Work instructions> All of the entries must be reproduced exactly, with no images carried over.

══════════════════════════════

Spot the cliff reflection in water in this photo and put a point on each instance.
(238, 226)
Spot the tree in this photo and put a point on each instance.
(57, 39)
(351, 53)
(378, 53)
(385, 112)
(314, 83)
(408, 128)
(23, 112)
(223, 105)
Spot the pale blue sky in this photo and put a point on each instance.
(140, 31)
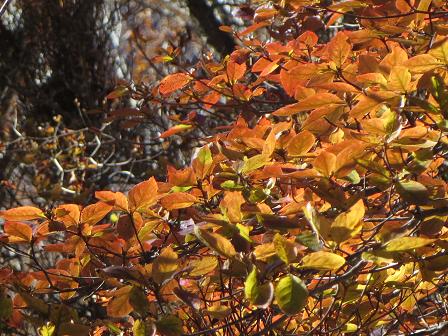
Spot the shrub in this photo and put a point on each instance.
(320, 210)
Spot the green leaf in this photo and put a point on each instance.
(407, 243)
(254, 163)
(323, 261)
(413, 192)
(310, 240)
(47, 330)
(286, 250)
(202, 162)
(169, 325)
(291, 294)
(348, 224)
(5, 306)
(203, 266)
(258, 295)
(216, 242)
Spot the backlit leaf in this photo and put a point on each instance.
(399, 79)
(310, 103)
(175, 129)
(407, 243)
(93, 213)
(422, 63)
(143, 328)
(173, 82)
(18, 232)
(143, 195)
(216, 242)
(119, 305)
(202, 162)
(164, 265)
(323, 261)
(22, 213)
(260, 295)
(203, 266)
(291, 294)
(169, 325)
(178, 200)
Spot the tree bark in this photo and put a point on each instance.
(221, 41)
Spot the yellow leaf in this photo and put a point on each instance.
(301, 143)
(365, 105)
(143, 195)
(285, 249)
(339, 49)
(173, 82)
(231, 206)
(254, 163)
(407, 243)
(203, 266)
(348, 224)
(18, 232)
(22, 213)
(202, 162)
(119, 305)
(178, 200)
(323, 261)
(441, 51)
(399, 79)
(325, 163)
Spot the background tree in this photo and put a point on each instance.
(314, 205)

══════════════════════════════

Exercise solution>
Spot the cliff reflection in water in this photo and put a point on each instance.
(238, 226)
Spot the tree in this photo and put a point on each instance.
(57, 39)
(351, 53)
(378, 53)
(385, 112)
(314, 83)
(408, 128)
(23, 112)
(223, 105)
Spot the pale blue sky in this photo and put a point on each instance.
(140, 31)
Spot the shrub in this photo and put a point on each instance.
(320, 210)
Spot the green leaf in this photo and put a point on each instance.
(407, 243)
(254, 163)
(323, 261)
(413, 192)
(310, 240)
(47, 330)
(286, 250)
(202, 162)
(169, 325)
(291, 294)
(348, 224)
(5, 306)
(203, 266)
(258, 295)
(216, 242)
Spot the backlit leaf in this photo and put a point on each instance.
(399, 79)
(310, 103)
(175, 129)
(407, 243)
(93, 213)
(422, 63)
(143, 328)
(173, 82)
(18, 232)
(143, 195)
(216, 242)
(119, 305)
(202, 162)
(164, 265)
(323, 261)
(22, 213)
(260, 295)
(203, 266)
(291, 294)
(169, 325)
(178, 200)
Spot the tree bark in this photo and put a point on each instance.
(221, 41)
Spot the yellow leaf in this photo and put a point on each instance.
(301, 143)
(365, 105)
(143, 195)
(285, 249)
(339, 49)
(173, 82)
(231, 206)
(254, 163)
(407, 243)
(203, 266)
(348, 224)
(18, 232)
(22, 213)
(202, 162)
(119, 305)
(178, 200)
(323, 261)
(441, 51)
(399, 79)
(325, 163)
Spot the background tree in this photo and put a point on each instance.
(314, 205)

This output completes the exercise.